*THE PROBLEM*
Drop all pictures and repeat exactly the lines from the line holding "of the amber" through the end of the records.
** START OF MATERIAL PROVIDED **
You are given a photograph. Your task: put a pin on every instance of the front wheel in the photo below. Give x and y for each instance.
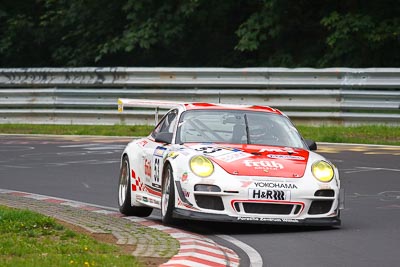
(168, 196)
(124, 193)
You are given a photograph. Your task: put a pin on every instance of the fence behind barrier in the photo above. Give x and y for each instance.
(89, 95)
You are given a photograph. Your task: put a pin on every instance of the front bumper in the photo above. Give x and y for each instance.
(186, 214)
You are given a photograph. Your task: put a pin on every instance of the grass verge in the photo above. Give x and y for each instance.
(375, 134)
(30, 239)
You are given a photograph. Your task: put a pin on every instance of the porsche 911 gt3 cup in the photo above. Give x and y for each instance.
(228, 163)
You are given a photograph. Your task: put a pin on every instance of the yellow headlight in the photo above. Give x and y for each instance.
(201, 166)
(323, 171)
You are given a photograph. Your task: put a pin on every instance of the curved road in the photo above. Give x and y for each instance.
(86, 169)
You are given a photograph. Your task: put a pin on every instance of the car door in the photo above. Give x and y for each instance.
(156, 151)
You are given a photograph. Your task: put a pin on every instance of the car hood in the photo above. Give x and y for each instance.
(256, 160)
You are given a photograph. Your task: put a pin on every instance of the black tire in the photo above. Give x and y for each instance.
(124, 193)
(167, 196)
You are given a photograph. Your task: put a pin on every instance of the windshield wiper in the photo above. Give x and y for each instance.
(246, 124)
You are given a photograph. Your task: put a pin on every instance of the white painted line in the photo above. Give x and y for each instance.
(254, 256)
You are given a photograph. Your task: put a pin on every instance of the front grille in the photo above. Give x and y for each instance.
(209, 202)
(267, 208)
(320, 207)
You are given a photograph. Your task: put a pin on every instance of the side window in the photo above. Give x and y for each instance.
(167, 124)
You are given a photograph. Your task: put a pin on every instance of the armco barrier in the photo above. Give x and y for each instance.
(89, 95)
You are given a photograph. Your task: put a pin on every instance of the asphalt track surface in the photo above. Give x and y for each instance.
(86, 169)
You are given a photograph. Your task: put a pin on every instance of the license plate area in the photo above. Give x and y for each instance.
(268, 194)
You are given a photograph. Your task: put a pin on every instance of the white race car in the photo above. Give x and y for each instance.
(231, 163)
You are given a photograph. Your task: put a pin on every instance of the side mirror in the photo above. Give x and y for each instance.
(164, 137)
(311, 145)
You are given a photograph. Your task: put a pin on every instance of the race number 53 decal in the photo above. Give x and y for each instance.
(156, 170)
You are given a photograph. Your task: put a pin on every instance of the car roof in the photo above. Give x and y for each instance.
(208, 106)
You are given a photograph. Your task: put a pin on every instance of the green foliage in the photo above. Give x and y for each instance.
(31, 239)
(200, 33)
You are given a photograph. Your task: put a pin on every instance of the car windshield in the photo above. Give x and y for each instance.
(237, 127)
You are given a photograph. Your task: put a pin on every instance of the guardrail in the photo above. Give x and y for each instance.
(89, 95)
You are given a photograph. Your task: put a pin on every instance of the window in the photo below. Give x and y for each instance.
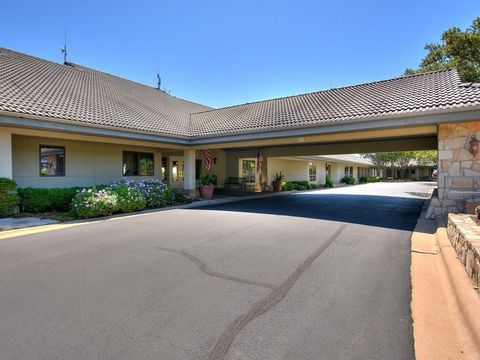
(328, 169)
(248, 169)
(349, 171)
(198, 169)
(137, 164)
(164, 169)
(312, 172)
(52, 160)
(177, 171)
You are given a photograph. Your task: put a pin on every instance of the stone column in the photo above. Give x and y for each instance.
(189, 171)
(6, 165)
(458, 169)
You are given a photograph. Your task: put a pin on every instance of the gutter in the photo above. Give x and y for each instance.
(432, 117)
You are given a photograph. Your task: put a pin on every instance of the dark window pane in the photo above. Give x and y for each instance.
(164, 169)
(146, 164)
(130, 163)
(52, 161)
(198, 168)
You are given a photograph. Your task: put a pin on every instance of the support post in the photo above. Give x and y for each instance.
(189, 171)
(6, 167)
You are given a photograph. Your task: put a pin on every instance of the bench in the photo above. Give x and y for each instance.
(242, 182)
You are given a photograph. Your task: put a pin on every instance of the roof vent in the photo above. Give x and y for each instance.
(470, 84)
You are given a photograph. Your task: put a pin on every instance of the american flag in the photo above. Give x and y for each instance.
(207, 158)
(259, 161)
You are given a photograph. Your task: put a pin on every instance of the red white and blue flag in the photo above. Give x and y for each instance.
(207, 158)
(259, 161)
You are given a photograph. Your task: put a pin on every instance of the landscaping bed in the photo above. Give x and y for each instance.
(64, 204)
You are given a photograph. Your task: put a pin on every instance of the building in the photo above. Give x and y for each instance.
(65, 124)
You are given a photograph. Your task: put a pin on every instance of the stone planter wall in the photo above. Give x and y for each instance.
(458, 170)
(464, 234)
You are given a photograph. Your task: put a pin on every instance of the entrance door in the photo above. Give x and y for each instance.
(176, 172)
(248, 170)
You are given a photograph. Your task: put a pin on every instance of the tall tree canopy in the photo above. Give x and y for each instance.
(460, 49)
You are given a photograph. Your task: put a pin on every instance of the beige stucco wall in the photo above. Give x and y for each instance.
(218, 167)
(86, 163)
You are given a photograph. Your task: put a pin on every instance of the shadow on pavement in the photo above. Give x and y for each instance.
(393, 212)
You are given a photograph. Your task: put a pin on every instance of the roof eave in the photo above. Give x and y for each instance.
(419, 118)
(61, 125)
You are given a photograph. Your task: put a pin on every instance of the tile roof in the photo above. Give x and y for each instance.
(439, 90)
(33, 86)
(342, 158)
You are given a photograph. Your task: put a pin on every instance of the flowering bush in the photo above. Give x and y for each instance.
(156, 193)
(130, 195)
(123, 196)
(93, 202)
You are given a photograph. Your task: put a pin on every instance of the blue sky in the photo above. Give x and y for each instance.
(221, 53)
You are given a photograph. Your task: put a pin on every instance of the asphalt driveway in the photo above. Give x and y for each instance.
(318, 275)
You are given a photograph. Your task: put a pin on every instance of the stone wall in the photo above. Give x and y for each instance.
(458, 170)
(464, 234)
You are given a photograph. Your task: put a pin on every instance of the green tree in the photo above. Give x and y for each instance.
(426, 158)
(379, 160)
(460, 49)
(401, 160)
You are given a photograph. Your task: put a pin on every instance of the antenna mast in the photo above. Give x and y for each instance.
(64, 49)
(159, 80)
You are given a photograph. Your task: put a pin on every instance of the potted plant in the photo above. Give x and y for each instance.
(277, 181)
(206, 186)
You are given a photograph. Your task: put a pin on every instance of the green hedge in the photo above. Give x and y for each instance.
(367, 179)
(298, 185)
(37, 200)
(8, 197)
(349, 180)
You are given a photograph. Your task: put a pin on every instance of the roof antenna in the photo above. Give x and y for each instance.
(64, 49)
(159, 80)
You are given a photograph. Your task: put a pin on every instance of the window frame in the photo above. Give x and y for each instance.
(312, 175)
(138, 156)
(40, 160)
(240, 170)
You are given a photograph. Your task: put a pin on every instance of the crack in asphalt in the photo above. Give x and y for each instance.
(204, 268)
(226, 338)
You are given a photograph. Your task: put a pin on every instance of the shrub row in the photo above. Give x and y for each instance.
(367, 179)
(120, 196)
(8, 197)
(298, 185)
(37, 200)
(349, 180)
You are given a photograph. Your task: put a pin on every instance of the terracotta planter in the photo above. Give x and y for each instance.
(277, 186)
(206, 191)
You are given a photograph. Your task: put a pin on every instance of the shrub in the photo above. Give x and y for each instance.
(156, 193)
(93, 202)
(367, 179)
(349, 180)
(8, 197)
(130, 195)
(40, 200)
(287, 186)
(328, 182)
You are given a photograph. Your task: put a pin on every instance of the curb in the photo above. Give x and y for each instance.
(445, 306)
(467, 301)
(7, 234)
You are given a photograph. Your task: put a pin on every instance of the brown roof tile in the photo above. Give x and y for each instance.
(33, 86)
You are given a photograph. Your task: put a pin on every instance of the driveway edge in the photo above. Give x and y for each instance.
(445, 306)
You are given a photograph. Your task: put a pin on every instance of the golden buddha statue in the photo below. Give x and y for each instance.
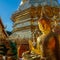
(46, 43)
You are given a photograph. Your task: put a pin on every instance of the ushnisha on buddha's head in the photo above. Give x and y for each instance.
(44, 25)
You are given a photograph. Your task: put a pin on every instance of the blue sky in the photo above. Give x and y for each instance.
(7, 8)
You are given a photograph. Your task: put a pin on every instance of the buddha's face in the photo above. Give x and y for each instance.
(43, 26)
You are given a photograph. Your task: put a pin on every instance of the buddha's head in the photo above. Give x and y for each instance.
(44, 25)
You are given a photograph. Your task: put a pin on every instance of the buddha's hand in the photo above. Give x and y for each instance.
(31, 45)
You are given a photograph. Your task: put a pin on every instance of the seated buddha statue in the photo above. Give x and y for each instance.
(46, 43)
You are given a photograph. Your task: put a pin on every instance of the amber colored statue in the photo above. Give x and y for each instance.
(46, 43)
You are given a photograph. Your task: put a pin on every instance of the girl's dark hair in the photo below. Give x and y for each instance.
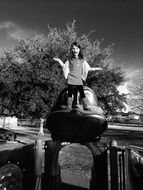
(71, 55)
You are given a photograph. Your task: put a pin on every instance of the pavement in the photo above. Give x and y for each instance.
(125, 127)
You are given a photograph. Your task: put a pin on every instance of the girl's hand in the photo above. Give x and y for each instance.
(56, 59)
(59, 60)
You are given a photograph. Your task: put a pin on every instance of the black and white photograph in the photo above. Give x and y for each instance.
(71, 95)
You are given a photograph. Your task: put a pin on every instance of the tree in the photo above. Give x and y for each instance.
(135, 87)
(31, 80)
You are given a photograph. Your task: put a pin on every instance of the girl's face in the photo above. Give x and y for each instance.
(75, 50)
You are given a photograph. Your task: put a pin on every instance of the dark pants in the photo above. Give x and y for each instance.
(74, 89)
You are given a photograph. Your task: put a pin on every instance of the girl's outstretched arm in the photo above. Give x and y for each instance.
(95, 69)
(59, 60)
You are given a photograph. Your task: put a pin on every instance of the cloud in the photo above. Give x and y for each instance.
(13, 31)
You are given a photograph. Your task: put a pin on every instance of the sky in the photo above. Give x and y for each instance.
(118, 22)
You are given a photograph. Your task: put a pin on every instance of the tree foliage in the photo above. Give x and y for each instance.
(31, 80)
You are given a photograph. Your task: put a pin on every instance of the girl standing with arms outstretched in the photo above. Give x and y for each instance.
(75, 70)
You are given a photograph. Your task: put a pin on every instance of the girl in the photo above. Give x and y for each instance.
(75, 71)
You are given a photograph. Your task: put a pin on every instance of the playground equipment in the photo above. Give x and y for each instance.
** END OF MATERIAL PROVIDED **
*RESPONSE*
You are given a photograph. Your task: put a pin on every instance of the amber colored statue in the photo above. Give x and y for each instance.
(46, 43)
You are given a photograph. Your task: put a pin on every instance of the girl's dark hair in the photo below. Give x and y for each instance.
(71, 55)
You are given a photograph. Your task: put a pin on every instance of the pavement in the photo above. Give x and y for each instance.
(125, 127)
You are given a photograph. Your task: put a pin on every instance of the girl's hand in the photo above. Give x and y for each instance.
(56, 59)
(59, 60)
You are given a photograph. Your task: put a pin on every instance of the black and white photograph in the photo above. Give x and y for each instance.
(71, 95)
You are given a photograph. Your task: put a pin on every instance of the tree in the photo above. Give x and y for each instance.
(135, 87)
(31, 80)
You are given a photograph. Your task: put a pin on every instance of the girl's face in the photo above. Give x and y for each instance.
(75, 50)
You are given a photograph. Your task: put a pin on every instance of the dark pants in the photo above. Give x and y for each instance.
(74, 89)
You are given a photograph. Your task: put a pin on every instance of the girl's outstretched arm in the photo above. Give x and y for each instance.
(95, 69)
(59, 60)
You are given a photograph. Your task: put a pin on every instance of the cloud in the photo above. Give x and y for each instance.
(13, 31)
You are given a photograph. Your task: put a pin on every instance of the sky in the photo above. Give x and y for each instance.
(118, 22)
You are given a photograph. Your task: put a pin on every instance of the tree foliage in the photo above. Give x and y for each instance.
(31, 80)
You are given a photograph. Your task: put a pin on every instance of the girl standing with arms outstretched in the photo above. Give x and y for each instance.
(75, 70)
You are given a photograph. Your task: put a pin on every instance of the girl in the photo above. Give x and y for each instance.
(75, 71)
You are given a photograph. Your task: put a pin on every instance of the playground equipment in the photo above. Give x and y for each instance.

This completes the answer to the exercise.